[Entries from a point annotation set]
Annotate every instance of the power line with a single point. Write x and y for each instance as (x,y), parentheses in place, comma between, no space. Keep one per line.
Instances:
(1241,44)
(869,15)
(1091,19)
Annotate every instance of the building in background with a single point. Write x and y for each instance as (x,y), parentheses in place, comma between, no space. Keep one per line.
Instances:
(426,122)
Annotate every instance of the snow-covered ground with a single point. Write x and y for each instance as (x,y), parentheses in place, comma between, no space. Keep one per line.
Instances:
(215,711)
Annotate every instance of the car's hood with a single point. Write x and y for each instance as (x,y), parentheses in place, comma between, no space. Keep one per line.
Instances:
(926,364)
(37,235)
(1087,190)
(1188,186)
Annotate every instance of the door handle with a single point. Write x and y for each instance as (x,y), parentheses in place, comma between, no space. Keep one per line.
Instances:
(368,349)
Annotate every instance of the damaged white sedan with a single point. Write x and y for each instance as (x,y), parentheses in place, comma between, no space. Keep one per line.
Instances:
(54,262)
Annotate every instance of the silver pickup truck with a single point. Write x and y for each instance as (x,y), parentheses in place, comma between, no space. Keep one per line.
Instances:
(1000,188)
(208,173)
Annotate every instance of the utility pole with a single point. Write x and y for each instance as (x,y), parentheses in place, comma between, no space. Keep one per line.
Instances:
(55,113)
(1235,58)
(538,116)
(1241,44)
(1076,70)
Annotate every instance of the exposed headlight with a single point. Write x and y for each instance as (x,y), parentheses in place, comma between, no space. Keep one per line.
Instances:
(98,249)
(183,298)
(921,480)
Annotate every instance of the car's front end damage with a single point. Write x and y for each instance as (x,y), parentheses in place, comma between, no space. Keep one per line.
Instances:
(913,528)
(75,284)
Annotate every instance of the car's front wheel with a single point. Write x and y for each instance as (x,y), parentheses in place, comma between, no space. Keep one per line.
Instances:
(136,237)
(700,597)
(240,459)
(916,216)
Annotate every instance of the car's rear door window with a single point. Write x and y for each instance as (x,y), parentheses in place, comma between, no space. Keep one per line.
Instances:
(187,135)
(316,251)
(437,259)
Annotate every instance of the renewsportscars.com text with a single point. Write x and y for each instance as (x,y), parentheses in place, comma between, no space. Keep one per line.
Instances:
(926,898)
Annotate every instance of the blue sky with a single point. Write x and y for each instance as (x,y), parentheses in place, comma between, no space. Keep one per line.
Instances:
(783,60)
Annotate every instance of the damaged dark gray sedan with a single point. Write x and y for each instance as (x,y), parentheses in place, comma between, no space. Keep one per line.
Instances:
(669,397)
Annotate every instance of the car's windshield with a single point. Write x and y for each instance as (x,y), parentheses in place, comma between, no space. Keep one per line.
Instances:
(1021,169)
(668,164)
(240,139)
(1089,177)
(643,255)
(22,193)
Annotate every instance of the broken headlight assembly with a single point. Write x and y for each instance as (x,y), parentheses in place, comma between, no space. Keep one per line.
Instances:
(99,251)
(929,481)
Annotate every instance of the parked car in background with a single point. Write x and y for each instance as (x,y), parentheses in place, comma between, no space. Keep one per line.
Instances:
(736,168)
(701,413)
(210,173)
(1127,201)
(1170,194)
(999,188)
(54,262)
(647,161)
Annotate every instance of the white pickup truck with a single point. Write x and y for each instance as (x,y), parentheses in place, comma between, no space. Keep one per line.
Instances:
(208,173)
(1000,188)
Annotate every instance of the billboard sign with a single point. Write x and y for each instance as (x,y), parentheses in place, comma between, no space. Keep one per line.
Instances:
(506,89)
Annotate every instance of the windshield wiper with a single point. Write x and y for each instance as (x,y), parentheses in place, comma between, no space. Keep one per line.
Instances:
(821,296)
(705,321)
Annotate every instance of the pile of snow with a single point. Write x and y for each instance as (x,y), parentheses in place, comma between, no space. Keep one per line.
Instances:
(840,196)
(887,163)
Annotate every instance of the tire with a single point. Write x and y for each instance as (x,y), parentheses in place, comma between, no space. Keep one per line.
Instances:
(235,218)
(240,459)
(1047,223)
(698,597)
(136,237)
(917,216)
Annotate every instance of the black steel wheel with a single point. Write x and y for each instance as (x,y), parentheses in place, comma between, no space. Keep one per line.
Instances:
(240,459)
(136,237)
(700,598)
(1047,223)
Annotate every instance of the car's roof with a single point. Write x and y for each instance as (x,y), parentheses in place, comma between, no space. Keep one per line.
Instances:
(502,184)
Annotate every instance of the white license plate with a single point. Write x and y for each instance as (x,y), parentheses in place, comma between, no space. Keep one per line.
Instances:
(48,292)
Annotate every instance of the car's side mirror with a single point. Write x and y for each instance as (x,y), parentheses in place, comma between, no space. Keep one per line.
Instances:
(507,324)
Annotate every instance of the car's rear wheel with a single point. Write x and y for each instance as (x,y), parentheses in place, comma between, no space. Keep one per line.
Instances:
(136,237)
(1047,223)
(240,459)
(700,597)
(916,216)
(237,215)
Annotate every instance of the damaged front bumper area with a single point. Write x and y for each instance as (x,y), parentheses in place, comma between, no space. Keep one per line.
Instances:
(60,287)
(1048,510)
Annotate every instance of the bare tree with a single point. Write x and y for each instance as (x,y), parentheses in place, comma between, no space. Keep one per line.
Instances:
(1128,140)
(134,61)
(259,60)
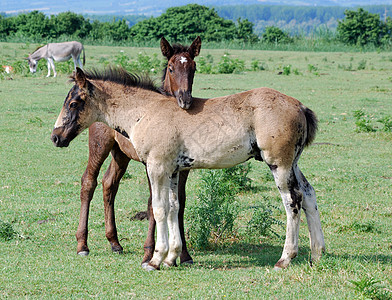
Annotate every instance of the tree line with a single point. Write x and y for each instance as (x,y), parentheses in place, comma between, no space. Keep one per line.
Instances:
(184,23)
(177,23)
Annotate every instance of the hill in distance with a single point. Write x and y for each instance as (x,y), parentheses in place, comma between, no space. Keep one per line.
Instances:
(153,7)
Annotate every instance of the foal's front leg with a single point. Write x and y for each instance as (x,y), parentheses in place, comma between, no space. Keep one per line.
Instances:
(175,245)
(110,184)
(164,212)
(51,64)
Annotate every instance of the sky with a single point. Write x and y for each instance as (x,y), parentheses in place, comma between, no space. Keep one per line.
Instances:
(148,7)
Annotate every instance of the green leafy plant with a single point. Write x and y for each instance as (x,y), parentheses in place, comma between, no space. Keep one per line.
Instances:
(261,223)
(368,288)
(238,177)
(204,65)
(286,70)
(387,122)
(228,65)
(275,35)
(362,64)
(362,122)
(215,212)
(257,66)
(7,232)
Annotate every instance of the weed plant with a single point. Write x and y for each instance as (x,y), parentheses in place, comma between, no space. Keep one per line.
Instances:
(7,232)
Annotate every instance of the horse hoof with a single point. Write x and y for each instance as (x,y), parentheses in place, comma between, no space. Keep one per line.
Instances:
(188,262)
(148,268)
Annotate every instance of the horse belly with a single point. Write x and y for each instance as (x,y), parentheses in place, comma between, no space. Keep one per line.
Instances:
(61,58)
(219,156)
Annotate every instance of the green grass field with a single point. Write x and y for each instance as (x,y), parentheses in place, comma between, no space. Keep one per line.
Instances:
(351,172)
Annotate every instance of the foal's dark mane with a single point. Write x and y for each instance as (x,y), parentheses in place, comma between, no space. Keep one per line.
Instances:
(121,76)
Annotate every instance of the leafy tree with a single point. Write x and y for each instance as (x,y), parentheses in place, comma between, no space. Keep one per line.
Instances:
(274,34)
(361,27)
(187,22)
(32,24)
(69,24)
(245,31)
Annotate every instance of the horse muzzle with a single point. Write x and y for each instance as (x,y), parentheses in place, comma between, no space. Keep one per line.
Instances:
(184,99)
(59,141)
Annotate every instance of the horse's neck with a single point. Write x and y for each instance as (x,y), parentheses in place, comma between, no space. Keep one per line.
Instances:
(166,86)
(40,53)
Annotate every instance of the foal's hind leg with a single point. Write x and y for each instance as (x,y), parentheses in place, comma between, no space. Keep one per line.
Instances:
(287,184)
(149,244)
(309,206)
(110,183)
(185,257)
(100,144)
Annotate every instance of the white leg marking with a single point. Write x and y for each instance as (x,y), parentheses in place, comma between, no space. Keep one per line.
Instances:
(175,243)
(290,248)
(160,204)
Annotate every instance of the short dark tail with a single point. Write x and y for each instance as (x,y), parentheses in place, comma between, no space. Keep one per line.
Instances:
(312,124)
(84,57)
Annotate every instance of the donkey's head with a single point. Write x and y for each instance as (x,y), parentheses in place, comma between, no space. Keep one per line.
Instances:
(181,67)
(76,114)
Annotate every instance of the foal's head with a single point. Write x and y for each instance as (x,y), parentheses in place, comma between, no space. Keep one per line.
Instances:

● What is asked:
Rewrite the lines starting at the one that contains "Annotate every instance of the foal's head" and ending at the end of the items as a numbered list, leaving out blank lines.

● Expected answer:
1. Annotate every instance of the foal's head with a single point. Write x and y for each instance as (x,y), parentheses in place, comma between, no space. Keep one per line.
2. Instances:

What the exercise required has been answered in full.